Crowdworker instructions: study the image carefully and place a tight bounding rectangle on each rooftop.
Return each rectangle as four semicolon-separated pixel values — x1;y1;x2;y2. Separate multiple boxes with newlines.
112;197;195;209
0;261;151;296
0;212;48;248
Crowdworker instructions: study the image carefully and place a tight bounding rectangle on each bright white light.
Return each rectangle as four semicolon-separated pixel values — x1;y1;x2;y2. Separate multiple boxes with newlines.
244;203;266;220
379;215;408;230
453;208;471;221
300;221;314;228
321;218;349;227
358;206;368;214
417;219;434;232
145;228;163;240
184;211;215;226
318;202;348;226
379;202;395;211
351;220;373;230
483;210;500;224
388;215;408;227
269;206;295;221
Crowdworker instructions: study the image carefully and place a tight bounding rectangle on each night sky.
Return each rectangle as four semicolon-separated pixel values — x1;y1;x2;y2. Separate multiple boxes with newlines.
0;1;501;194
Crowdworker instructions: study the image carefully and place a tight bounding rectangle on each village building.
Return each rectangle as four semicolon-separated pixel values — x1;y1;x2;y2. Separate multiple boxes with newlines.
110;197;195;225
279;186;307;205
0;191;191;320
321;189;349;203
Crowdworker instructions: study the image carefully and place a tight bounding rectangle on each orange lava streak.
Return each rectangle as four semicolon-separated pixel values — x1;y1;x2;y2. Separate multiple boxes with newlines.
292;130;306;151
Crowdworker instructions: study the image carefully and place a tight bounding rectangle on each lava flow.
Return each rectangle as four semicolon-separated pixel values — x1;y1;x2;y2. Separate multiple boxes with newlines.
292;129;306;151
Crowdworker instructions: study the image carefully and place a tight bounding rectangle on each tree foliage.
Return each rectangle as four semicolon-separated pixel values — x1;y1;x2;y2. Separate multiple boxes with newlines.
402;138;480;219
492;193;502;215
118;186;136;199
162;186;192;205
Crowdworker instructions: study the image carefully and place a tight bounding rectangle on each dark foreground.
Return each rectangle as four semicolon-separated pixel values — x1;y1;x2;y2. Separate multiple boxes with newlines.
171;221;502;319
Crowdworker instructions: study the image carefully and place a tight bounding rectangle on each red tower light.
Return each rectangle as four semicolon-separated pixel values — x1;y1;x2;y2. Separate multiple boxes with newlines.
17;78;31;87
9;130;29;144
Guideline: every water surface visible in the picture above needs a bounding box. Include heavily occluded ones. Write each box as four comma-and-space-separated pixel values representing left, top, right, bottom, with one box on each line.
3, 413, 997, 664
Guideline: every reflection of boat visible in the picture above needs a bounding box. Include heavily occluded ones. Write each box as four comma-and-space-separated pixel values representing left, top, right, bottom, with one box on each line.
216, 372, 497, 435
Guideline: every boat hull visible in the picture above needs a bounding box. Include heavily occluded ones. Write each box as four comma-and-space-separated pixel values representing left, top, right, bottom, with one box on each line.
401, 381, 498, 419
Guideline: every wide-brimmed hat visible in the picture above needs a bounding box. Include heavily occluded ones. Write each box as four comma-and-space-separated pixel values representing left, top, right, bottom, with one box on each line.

▶ **Task requirements**:
Retype the entries exactly, including every line.

▶ **Answer to this task**:
Crowdworker instructions: study the image carefully and place a tight bounding rectangle on each rooftop.
Return each rectangle as four semicolon-separated pixel values — x1;y1;x2;y2. Separate multiple boxes with newlines.
112;197;195;209
0;261;151;296
0;212;48;248
Crowdworker instructions: study the image carefully and place a tight bounding rectangle on each bright white light.
Return each rectangle as four semicolon-separated pixel values — x1;y1;x2;y2. Separate multiple boxes with newlines.
244;203;266;220
379;215;408;230
453;208;471;221
300;221;314;228
321;218;349;227
358;206;368;214
417;219;434;232
145;228;163;240
184;211;215;226
318;202;348;226
379;202;395;211
351;220;373;230
483;210;500;224
388;215;408;227
269;206;295;221
Crowdworker instructions: study the image carefully and place a tight bounding rectangle on each night sky.
Return each rectangle as four semicolon-separated pixel values — x1;y1;x2;y2. Separate multiple boxes with newlines.
0;1;501;194
Crowdworker instructions: study the image carefully and place a tight bounding rectangle on each village building.
Return each rectangle as four semicolon-separated pixel values — x1;y1;x2;y2. Separate multiple boxes with newlines.
110;197;195;225
279;186;307;205
0;191;191;320
321;189;349;203
Crowdworker instructions: study the image carefully and place a tight bounding rectangle on each orange lava streak.
Return each rectangle as four semicolon-separated pixel values — x1;y1;x2;y2. Separate multiple boxes with newlines.
292;130;306;151
Crowdworker instructions: study the image carefully and place a tight bounding rectangle on each lava flow.
Return each rectangle as four semicolon-separated pixel values — x1;y1;x2;y2. Separate multiple boxes with newlines.
292;129;306;151
Crowdworker instructions: study the image carefully and place a tight bounding rectangle on each tree foliage.
Return each rectangle as four semicolon-separated pixel values — x1;y1;x2;y2. Separate multiple boxes with newlines.
402;138;480;219
492;193;502;215
118;186;136;199
162;186;192;205
Crowdworker instructions: study the image carefully and place a tight bounding rectangle on each dark foreground.
Return each rectangle as four semicolon-separated pixel values — x1;y1;x2;y2. Separate multiple boxes with newlines.
171;221;502;319
Crowdworker instructions: study the image carefully and place a tight bounding rectangle on each red tower light.
Return each rectangle as four semicolon-separated pixel values — x1;y1;x2;y2. Separate multiple boxes with newlines.
17;78;31;87
9;130;29;144
Guideline: every water surface visible in the picture above needs a bounding box. Include heavily occluded ones. Write each box as four comma-and-space-separated pixel values representing left, top, right, bottom, with one box on each line.
3, 413, 997, 664
Guideline: every reflection of boat visible in the picture above needs a bounding box. Include heavily occluded ones. Write each box as four comma-and-space-separated pixel values representing left, top, right, bottom, with one box on each line.
216, 372, 497, 435
Guideline: every boat hull visible in the picture above needs a bounding box. Include heavily occluded ones. Write each box as four comma-and-space-separated pixel values representing left, top, right, bottom, with one box on each line.
401, 381, 498, 419
Guideline: every wide-brimmed hat visible in the picture above needs a bounding box. Include heavily occluded ones. Write each box as four comma-and-space-separated pixel values representing left, top, right, bottom, with one box on each line.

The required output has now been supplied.